### Stated problem:
Recast the rows as a numbered list, starting at the line that contains "Here's a bet: you won't be able to pinpoint the jacket" and continuing through the line that contains "29 70 99 94", with both of those lines included. List only those lines and omit any blank ones.

### Listed records:
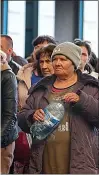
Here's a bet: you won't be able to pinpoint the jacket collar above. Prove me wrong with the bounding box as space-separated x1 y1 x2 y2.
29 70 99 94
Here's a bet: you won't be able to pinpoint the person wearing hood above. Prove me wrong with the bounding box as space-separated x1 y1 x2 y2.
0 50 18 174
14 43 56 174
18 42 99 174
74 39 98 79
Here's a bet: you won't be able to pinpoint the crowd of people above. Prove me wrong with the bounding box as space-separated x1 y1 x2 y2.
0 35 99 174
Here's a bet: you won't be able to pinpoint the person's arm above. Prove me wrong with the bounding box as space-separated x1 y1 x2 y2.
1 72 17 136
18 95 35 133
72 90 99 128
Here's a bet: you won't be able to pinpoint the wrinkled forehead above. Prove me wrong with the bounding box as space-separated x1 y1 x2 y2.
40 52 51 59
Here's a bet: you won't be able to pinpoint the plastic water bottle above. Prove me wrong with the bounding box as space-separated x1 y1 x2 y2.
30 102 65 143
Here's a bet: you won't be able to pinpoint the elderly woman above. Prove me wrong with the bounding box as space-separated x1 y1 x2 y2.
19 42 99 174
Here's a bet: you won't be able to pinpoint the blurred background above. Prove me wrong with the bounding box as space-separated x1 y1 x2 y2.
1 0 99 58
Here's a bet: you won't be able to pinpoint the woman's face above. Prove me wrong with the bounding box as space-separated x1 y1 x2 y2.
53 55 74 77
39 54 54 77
---
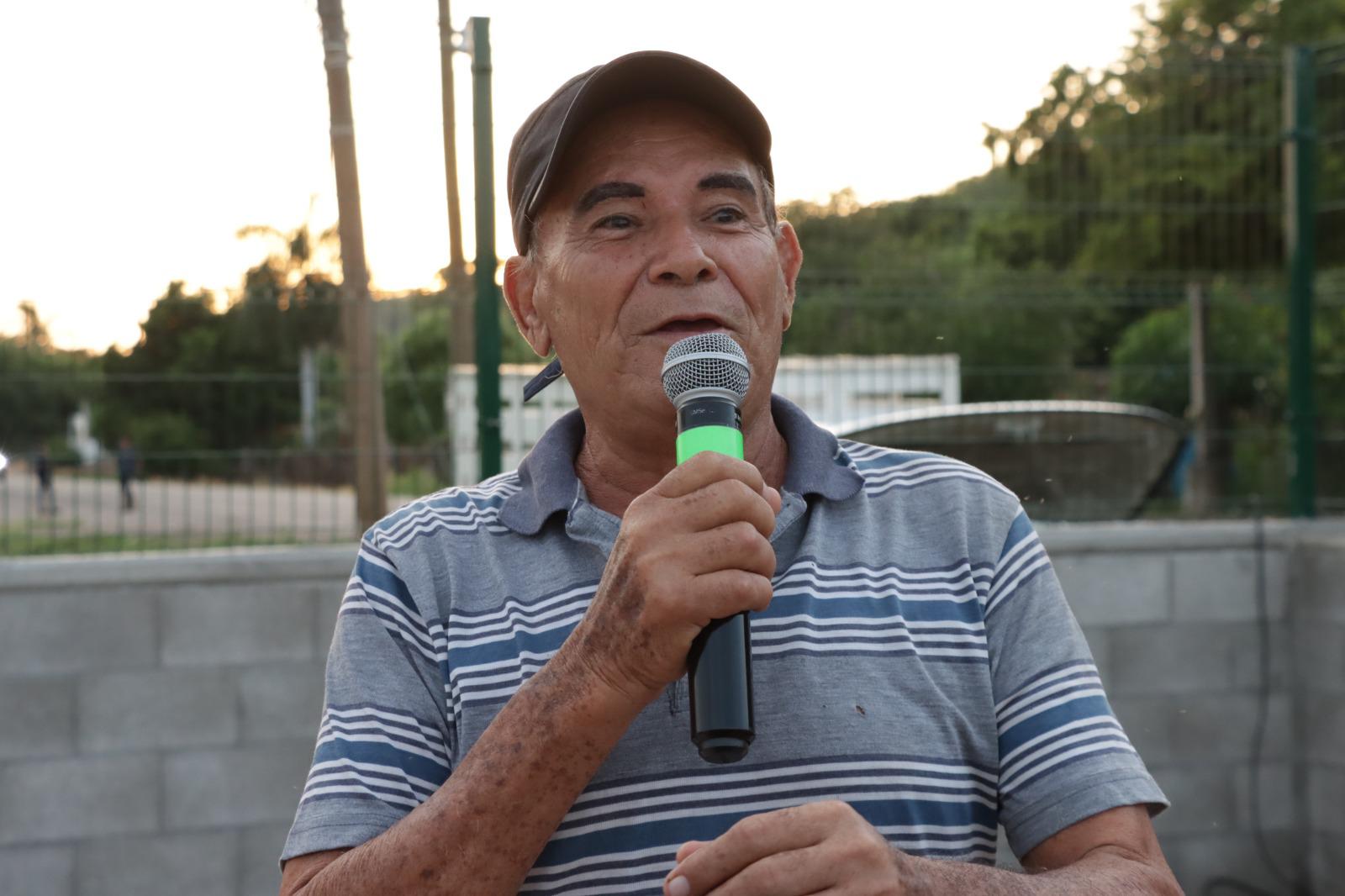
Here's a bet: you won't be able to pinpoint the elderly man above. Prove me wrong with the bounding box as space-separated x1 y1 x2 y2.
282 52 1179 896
---
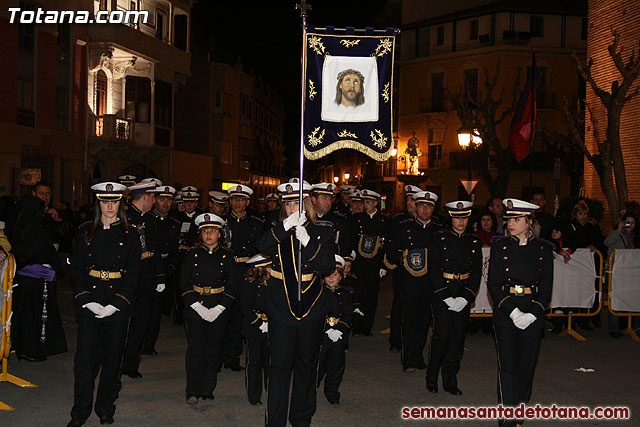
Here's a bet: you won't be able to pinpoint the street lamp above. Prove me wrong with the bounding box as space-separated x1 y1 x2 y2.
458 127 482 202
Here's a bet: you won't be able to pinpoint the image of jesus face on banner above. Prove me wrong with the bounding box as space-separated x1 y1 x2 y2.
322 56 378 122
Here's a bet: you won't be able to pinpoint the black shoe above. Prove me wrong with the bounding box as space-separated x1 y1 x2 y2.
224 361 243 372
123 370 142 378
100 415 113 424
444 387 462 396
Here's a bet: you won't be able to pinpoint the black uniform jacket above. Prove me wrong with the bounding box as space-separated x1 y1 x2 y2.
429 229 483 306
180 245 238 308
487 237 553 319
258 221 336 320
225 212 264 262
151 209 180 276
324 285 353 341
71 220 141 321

### Task output:
1. Here's a bet: you won't be able to pinpoint the jacket collar above. Prove me wrong with the bounding box as space-separated x1 y1 x2 y2.
2. 29 70 99 94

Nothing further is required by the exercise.